══ DATASET EXTRACT ══
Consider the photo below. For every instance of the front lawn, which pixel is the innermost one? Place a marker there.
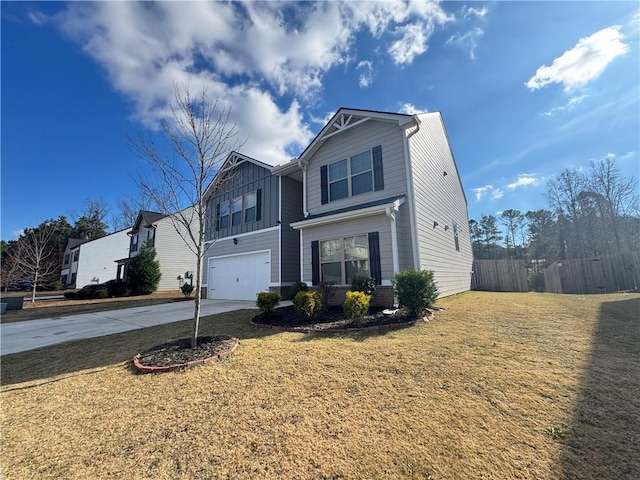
(496, 386)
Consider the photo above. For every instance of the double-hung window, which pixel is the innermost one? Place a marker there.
(236, 211)
(223, 219)
(250, 206)
(352, 176)
(341, 259)
(338, 180)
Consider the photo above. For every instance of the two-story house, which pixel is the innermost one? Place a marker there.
(91, 261)
(250, 245)
(173, 254)
(381, 193)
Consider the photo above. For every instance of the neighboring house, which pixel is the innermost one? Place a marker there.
(250, 245)
(381, 193)
(91, 261)
(173, 254)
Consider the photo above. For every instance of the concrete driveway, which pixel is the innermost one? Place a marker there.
(21, 336)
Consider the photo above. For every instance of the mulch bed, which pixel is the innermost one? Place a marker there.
(333, 319)
(179, 354)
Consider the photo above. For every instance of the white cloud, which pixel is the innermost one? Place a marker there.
(413, 43)
(411, 109)
(467, 41)
(262, 59)
(367, 76)
(570, 105)
(584, 62)
(487, 191)
(524, 180)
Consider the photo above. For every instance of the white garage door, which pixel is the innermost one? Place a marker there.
(239, 277)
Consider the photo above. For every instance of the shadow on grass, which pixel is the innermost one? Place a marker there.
(602, 440)
(99, 352)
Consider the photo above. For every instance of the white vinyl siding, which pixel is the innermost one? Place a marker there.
(439, 198)
(353, 142)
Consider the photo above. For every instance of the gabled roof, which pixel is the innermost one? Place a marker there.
(147, 218)
(234, 160)
(74, 242)
(342, 120)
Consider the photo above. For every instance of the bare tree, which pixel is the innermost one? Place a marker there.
(130, 208)
(196, 139)
(36, 254)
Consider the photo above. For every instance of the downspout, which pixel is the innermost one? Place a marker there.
(303, 166)
(411, 198)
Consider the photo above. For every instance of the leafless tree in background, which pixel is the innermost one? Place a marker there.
(190, 160)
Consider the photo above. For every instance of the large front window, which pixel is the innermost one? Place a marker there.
(341, 259)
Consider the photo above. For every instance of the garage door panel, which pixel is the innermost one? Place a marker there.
(239, 277)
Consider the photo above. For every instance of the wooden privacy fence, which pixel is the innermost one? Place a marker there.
(605, 274)
(499, 276)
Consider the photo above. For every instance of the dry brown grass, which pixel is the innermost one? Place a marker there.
(497, 386)
(61, 307)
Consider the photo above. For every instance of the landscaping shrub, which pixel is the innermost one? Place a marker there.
(187, 289)
(308, 304)
(415, 290)
(267, 302)
(144, 271)
(100, 293)
(298, 287)
(326, 291)
(356, 305)
(363, 283)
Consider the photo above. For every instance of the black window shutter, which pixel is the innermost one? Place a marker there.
(374, 257)
(259, 204)
(324, 184)
(315, 262)
(378, 175)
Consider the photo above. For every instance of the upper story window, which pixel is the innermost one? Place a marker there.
(134, 243)
(358, 174)
(223, 216)
(236, 211)
(250, 204)
(243, 209)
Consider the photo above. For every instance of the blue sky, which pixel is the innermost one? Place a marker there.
(526, 89)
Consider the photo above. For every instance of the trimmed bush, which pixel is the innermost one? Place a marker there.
(364, 284)
(356, 305)
(102, 292)
(144, 271)
(308, 304)
(187, 289)
(415, 290)
(267, 302)
(298, 287)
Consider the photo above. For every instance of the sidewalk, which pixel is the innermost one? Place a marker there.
(28, 335)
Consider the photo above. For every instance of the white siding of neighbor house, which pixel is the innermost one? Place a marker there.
(249, 242)
(97, 258)
(172, 252)
(439, 198)
(352, 142)
(360, 226)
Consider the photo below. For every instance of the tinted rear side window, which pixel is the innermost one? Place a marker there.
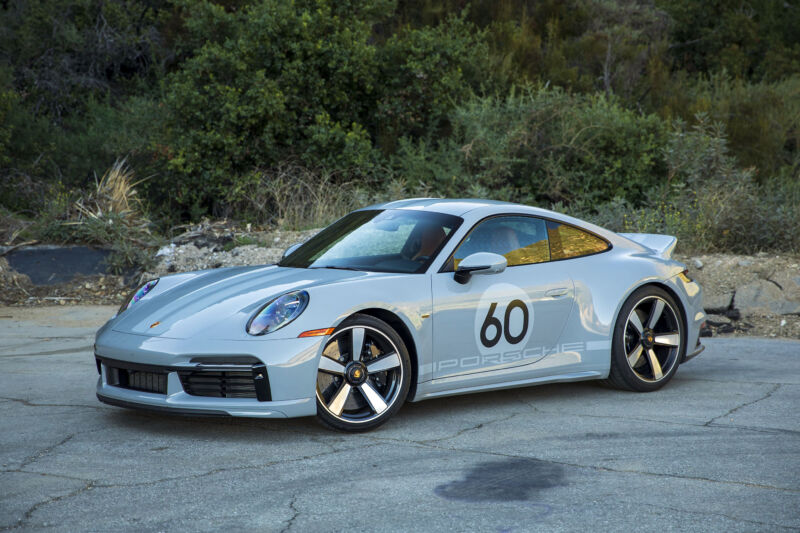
(568, 241)
(521, 240)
═══
§ **TASK DIRECTIONS**: Every entry must be transcribed exactly. Pictures do not belong in the copy.

§ **FULL RESPONSE**:
Consider the photo below. For every instance of the front lawn, which pixel is the innermost one? Place a marker there.
(496, 386)
Consider the photo above. For every instance of the double-hung window, which pixel is the innermost one? Place a marker there.
(236, 211)
(223, 219)
(250, 206)
(352, 176)
(341, 259)
(338, 180)
Consider the photo above. For every instance of the two-story house, which pixel is the innermost one? Place a marker there.
(91, 261)
(250, 245)
(173, 254)
(381, 193)
Consider the photo above. For every instance of the neighboring house, which pixel is the innermost one? Place a marker there.
(250, 245)
(381, 193)
(91, 261)
(173, 254)
Consider the photo above. For every instance of the concrete driveway, which pixel is the innermost one? Place a marker there.
(21, 336)
Consider the photo above. For every instance of the mulch bed, which pixel is the innermost one? Place a marker there.
(333, 319)
(179, 354)
Consider the photo above. For every instance of the white cloud, which pixel is the innermost one? Place a marker there.
(413, 43)
(411, 109)
(467, 41)
(262, 59)
(367, 76)
(570, 105)
(584, 62)
(487, 191)
(524, 180)
Consider the photo above. For every instance of the white garage door, which pixel is the innermost one? Place a marker there.
(239, 277)
Consider the photo above. For every instance of the shadow on grass, which pixel is the innermost one? Place a marker there.
(602, 440)
(99, 352)
Consider the photo above. For every instance of the white vinyl siding, which pixel is the innermost one? Place a marker there.
(439, 198)
(353, 142)
Consider the photo above. For every instance of the gabled roof, which pixel is the innermost one? Place a marker there.
(147, 218)
(234, 160)
(74, 242)
(342, 120)
Consider the photo above. For every instance of the bare tree, which pixel is the innermost one? Place a marker there.
(130, 208)
(196, 139)
(36, 254)
Consider the photo above. For every instance of the downspout, which pixel is the innermost one? Place a marker there.
(303, 166)
(411, 198)
Consider the photo above. For every instance of the leafless tree in background, which pixel is the innermost one? Place a marker there.
(190, 160)
Consider the photo above. For every instance of the large front window, which pixel is the innermost one? Place a marker there.
(341, 259)
Consider the photo above. For every instance of the garage door panel, which pixel is the innermost one? Place a marker there.
(239, 277)
Consider the photo above. For every instance of the wooden privacy fence, which pixel is the innermost one? Place a marker there.
(605, 274)
(499, 276)
Consider the photo above. For every instance of the dry brown grass, which pixel is the innermost one? Place a marker there.
(497, 386)
(61, 307)
Consider the photo above. For every instance of the landscaping shrub, which pixel is the innermost one? Place a marker there.
(187, 289)
(308, 304)
(415, 290)
(267, 302)
(144, 271)
(100, 293)
(298, 287)
(326, 291)
(356, 305)
(363, 283)
Consider the photo above. For every instance of the black window shutter, which pixel is the innermost one? Place a marker there.
(374, 257)
(259, 204)
(324, 184)
(315, 262)
(378, 175)
Consider the photo above. For every instance of the upper story window, which pixel is the innermost one? Place a marker there.
(134, 243)
(358, 174)
(223, 216)
(236, 211)
(250, 204)
(243, 209)
Consider the photo above. For every instance of the blue sky, which pixel is the innermost one? Place a marker there.
(526, 89)
Consider the photo above. For every instance of the trimmed bush, which pixel is the innermost one? Place a marker there.
(364, 284)
(356, 305)
(102, 292)
(144, 271)
(308, 304)
(187, 289)
(415, 290)
(267, 302)
(298, 287)
Consider the photo above. For every instance of the sidewalk, which pixel is the innermost one? Place a marker there.
(28, 335)
Consider the photo above. For every instance of the white siding of neighbor house, which pixel is the innermost one? Place a marker there.
(249, 242)
(97, 258)
(172, 252)
(439, 198)
(352, 142)
(360, 226)
Consider the photo below. For every instance of the tinted rear side window, which pixel is the innermost one? Place a marker there.
(568, 241)
(521, 240)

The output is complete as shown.